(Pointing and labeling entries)
* * * *

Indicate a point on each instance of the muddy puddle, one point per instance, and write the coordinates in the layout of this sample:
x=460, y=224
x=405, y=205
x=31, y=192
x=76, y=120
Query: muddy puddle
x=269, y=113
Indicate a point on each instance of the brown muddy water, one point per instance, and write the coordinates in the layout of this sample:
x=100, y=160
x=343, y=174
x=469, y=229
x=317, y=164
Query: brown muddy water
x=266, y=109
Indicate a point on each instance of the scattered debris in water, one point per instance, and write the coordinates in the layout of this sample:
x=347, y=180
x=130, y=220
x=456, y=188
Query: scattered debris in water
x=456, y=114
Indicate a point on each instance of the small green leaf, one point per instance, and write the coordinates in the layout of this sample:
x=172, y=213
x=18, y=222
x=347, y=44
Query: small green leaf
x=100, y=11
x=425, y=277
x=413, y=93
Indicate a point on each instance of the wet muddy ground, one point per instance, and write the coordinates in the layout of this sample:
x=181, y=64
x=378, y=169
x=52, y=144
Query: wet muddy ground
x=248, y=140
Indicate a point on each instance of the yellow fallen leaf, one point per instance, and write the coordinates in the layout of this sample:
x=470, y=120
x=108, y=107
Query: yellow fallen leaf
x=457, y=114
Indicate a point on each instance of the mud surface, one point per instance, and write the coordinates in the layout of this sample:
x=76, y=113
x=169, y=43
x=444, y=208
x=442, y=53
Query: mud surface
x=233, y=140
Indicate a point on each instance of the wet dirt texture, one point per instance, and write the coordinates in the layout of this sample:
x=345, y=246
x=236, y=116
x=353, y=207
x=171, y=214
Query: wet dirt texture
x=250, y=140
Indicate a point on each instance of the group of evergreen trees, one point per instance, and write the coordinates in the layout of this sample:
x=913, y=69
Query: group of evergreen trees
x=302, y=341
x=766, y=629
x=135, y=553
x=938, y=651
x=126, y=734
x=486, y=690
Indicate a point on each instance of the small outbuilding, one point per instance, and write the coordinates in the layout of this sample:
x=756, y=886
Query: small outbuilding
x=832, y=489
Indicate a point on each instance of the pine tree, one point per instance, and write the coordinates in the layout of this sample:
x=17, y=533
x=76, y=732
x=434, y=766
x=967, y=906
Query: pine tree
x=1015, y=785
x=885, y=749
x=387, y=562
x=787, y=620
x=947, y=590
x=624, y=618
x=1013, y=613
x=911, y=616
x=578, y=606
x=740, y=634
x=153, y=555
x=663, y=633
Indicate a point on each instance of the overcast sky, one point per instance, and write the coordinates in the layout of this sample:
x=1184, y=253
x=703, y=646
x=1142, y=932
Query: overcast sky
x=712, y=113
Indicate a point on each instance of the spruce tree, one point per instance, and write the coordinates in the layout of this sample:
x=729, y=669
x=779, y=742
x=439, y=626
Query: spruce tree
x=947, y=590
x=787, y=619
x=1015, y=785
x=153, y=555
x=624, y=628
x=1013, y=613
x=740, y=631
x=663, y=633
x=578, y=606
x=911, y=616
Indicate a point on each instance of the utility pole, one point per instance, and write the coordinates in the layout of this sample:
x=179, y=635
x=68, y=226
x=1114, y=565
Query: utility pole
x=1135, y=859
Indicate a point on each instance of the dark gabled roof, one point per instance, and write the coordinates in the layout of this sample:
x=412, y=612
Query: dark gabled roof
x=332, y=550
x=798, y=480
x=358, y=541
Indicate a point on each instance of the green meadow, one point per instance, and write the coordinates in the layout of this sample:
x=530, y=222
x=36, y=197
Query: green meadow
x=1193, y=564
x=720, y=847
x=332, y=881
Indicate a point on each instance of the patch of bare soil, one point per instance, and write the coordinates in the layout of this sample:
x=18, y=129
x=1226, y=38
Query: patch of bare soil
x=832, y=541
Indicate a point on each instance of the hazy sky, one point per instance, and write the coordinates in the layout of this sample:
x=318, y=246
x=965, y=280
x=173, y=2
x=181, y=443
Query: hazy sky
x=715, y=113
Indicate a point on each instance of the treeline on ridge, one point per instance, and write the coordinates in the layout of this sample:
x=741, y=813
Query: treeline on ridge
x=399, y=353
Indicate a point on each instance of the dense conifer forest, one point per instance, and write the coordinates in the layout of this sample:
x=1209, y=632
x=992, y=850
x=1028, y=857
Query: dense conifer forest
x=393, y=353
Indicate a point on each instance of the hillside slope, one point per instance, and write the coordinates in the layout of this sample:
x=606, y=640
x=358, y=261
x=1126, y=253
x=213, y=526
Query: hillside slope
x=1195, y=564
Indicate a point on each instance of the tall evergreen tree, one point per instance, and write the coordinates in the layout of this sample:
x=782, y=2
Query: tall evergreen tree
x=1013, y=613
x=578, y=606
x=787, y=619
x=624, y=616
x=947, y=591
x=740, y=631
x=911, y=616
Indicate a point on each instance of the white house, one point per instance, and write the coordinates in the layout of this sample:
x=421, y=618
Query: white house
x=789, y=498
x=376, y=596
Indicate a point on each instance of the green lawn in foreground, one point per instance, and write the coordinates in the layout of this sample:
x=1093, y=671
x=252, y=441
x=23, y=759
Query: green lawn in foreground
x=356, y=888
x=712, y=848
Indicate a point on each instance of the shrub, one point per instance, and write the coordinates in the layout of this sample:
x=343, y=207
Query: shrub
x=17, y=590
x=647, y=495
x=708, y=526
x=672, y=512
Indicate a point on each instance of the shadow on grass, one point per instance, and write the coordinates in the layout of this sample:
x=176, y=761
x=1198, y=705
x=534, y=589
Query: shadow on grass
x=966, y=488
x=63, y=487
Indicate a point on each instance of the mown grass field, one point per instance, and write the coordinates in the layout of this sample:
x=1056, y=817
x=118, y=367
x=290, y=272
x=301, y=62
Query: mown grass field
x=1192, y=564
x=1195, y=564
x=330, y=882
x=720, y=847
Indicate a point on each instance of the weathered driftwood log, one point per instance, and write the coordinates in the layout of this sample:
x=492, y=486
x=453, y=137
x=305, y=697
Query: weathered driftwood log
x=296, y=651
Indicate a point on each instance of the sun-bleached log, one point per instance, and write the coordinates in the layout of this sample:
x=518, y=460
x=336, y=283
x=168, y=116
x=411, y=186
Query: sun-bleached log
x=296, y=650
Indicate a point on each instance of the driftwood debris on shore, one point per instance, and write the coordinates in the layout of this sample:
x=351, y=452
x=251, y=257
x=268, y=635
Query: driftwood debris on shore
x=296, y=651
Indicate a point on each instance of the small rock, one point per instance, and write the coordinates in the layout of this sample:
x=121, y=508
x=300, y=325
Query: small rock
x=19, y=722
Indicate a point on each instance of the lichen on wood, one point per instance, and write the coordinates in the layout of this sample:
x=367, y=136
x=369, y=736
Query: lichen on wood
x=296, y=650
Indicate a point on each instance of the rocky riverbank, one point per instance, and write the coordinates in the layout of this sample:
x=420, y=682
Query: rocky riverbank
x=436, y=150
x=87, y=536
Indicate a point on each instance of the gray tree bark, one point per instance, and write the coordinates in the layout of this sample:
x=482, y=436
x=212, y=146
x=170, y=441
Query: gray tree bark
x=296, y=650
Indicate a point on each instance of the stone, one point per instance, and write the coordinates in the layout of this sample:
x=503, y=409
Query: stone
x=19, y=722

* * * *

■ Job ■
Reproduce every line of the data above verbatim, from the first line to the last, without altering anything.

■ Task response ■
Indicate a point on each instance of the muddy puddle, one point per instance, and write the coordinates in the layout of this sample:
x=460, y=224
x=405, y=205
x=31, y=192
x=76, y=120
Query: muddy puddle
x=269, y=113
Indicate a point on each instance of the brown muddy water, one point per instance, and write the coordinates in the layout of this sample:
x=100, y=160
x=343, y=174
x=469, y=229
x=317, y=164
Query: brown muddy water
x=266, y=109
Indicate a point on each instance of the scattered debris in water, one point per instance, and write the coordinates in the layout of this sample:
x=347, y=180
x=130, y=220
x=456, y=188
Query: scattered debris in water
x=456, y=114
Indicate a point on each instance of the small green leaf, one point per instance, and write the coordinates in the layout of this sample:
x=172, y=213
x=18, y=222
x=347, y=44
Query: small green leaf
x=100, y=11
x=425, y=277
x=413, y=93
Indicate a point on each instance of the wet muddy ground, one point per instance, and write the coordinates in the layout of this sample:
x=181, y=64
x=378, y=169
x=52, y=144
Query: wet muddy ground
x=248, y=140
Indicate a point on each instance of the yellow fallen leaf, one point per instance, and write the coordinates in the layout of this sample:
x=470, y=120
x=108, y=107
Query: yellow fallen leaf
x=457, y=114
Indicate a point on each instance of the mud surface, one point per instance, and write the coordinates in the layout of this sample:
x=76, y=113
x=169, y=43
x=444, y=208
x=442, y=53
Query: mud surface
x=233, y=140
Indicate a point on each instance of the wet dirt texture, one point per instance, and write the coordinates in the layout of this sample:
x=345, y=246
x=236, y=116
x=353, y=207
x=171, y=214
Query: wet dirt texture
x=250, y=140
Indicate a point on each instance of the group of evergreen trees, one point per instance, and write the coordinates in the layout of this sample:
x=913, y=69
Query: group of evergreen trees
x=302, y=341
x=766, y=629
x=135, y=553
x=938, y=651
x=126, y=734
x=486, y=690
Indicate a point on each instance of the small outbuilding, one point per instance, and write the coordinates in the layout of this sample:
x=756, y=886
Query: small outbuilding
x=832, y=489
Indicate a point on each instance of the pine tree, one point per instance, and write the coordinates in the layout of this sample:
x=17, y=533
x=76, y=732
x=434, y=766
x=967, y=906
Query: pine tree
x=1015, y=785
x=885, y=749
x=387, y=562
x=787, y=620
x=947, y=590
x=624, y=618
x=1013, y=613
x=911, y=616
x=578, y=606
x=740, y=634
x=153, y=555
x=663, y=633
Indicate a point on each instance of the overcast sky, one point per instance, and write the coordinates in the layout of this sample:
x=1184, y=253
x=703, y=646
x=1142, y=932
Query: overcast sky
x=712, y=113
Indicate a point on each instance of the spruce tree, one point per instance, and write the coordinates in the layout of this sample:
x=729, y=669
x=779, y=742
x=439, y=626
Query: spruce tree
x=947, y=590
x=787, y=619
x=1015, y=785
x=153, y=555
x=624, y=628
x=1013, y=613
x=740, y=631
x=663, y=633
x=578, y=606
x=911, y=616
Indicate a point on each instance of the utility pole, one point per instance, and write the coordinates in the layout of this sample:
x=179, y=635
x=68, y=226
x=1114, y=565
Query: utility pole
x=1135, y=859
Indicate a point on each instance of the dark gabled roof, one point per instance, and write the coordinates in the layout of this sample:
x=412, y=612
Query: dark gabled roof
x=332, y=550
x=798, y=480
x=358, y=541
Indicate a point on each instance of the green meadow, one point per instance, and write the coordinates in the layout of this sample:
x=530, y=222
x=36, y=197
Query: green meadow
x=1193, y=564
x=720, y=847
x=332, y=881
Indicate a point on each instance of the patch of bare soil, one point per instance, and write the coordinates in the layout of this sample:
x=18, y=129
x=1226, y=38
Query: patch of bare soil
x=832, y=541
Indicate a point on each instance of the hazy sky, one point per instance, and write the coordinates in the layout of this sample:
x=318, y=246
x=965, y=280
x=173, y=2
x=181, y=443
Query: hazy sky
x=715, y=113
Indicate a point on each instance of the treeline on ridge, one point per instance, and write the coordinates in the layout of this sample:
x=741, y=813
Query: treeline on ridge
x=399, y=353
Indicate a point on each instance of the dense conifer forest, one point per instance, and write the coordinates in the layout of this sample:
x=1209, y=632
x=992, y=850
x=1028, y=857
Query: dense conifer forest
x=393, y=353
Indicate a point on each instance of the hillside slope, one point per instance, and write the coordinates in the layout of this sample:
x=606, y=640
x=358, y=261
x=1126, y=253
x=213, y=526
Query: hillside slope
x=1195, y=564
Indicate a point on each instance of the tall evergreen tree, one point per instance, and write the coordinates in the layout of this sample:
x=782, y=2
Query: tall evergreen tree
x=1013, y=613
x=578, y=606
x=787, y=619
x=624, y=616
x=947, y=591
x=740, y=631
x=911, y=616
Indicate a point on each instance of the white house, one point per instance, and write the coordinates in the layout of this sample:
x=421, y=618
Query: white house
x=789, y=498
x=376, y=596
Indicate a point on each instance of the green lawn in foreground, one point per instance, and write the coordinates in the layout of this sample:
x=1093, y=671
x=252, y=441
x=23, y=759
Query: green lawn in foreground
x=356, y=888
x=712, y=848
Indicate a point on each instance of the shrub, one point per instance, and write the coordinates in the layout of this sample:
x=343, y=207
Query: shrub
x=17, y=590
x=647, y=495
x=708, y=526
x=672, y=512
Indicate a point on each instance of the shadow on grass, one point per instance, and write the coordinates in the layout of this sample:
x=176, y=761
x=1198, y=705
x=534, y=589
Query: shadow on grass
x=966, y=488
x=63, y=487
Indicate a point on each instance of the mown grass field, one point per instance, and write the coordinates in the layout of this sample:
x=1056, y=817
x=118, y=367
x=290, y=272
x=301, y=62
Query: mown grass field
x=1192, y=564
x=1195, y=564
x=330, y=882
x=720, y=847
Indicate a point on each instance of the weathered driftwood log, one point per instance, and write the coordinates in the layout of this sample:
x=492, y=486
x=453, y=137
x=305, y=697
Query: weathered driftwood log
x=296, y=651
Indicate a point on each instance of the sun-bleached log, one point per instance, and write the coordinates in the layout of this sample:
x=518, y=460
x=336, y=283
x=168, y=116
x=411, y=186
Query: sun-bleached log
x=296, y=650
Indicate a point on each instance of the driftwood debris on shore, one point per instance, and write the coordinates in the layout of this sample:
x=351, y=452
x=251, y=257
x=268, y=635
Query: driftwood debris on shore
x=296, y=651
Indicate a point on each instance of the small rock, one point per instance, and write the coordinates in the layout of this sample:
x=121, y=508
x=300, y=325
Query: small rock
x=19, y=722
Indicate a point on each instance of the lichen on wood, one point per instance, and write the coordinates in the layout of this sample:
x=367, y=136
x=369, y=736
Query: lichen on wood
x=296, y=650
Indicate a point on each instance of the rocky riverbank, one point per instance, and write the coordinates in the layout of this sample:
x=420, y=682
Query: rocky riverbank
x=436, y=150
x=87, y=536
Indicate a point on each instance of the gray tree bark, one point per instance, and write the coordinates in the layout of this sample:
x=482, y=436
x=212, y=146
x=170, y=441
Query: gray tree bark
x=296, y=650
Indicate a point on each instance of the stone, one point per instance, and write the coordinates in the layout of this sample:
x=503, y=409
Query: stone
x=19, y=722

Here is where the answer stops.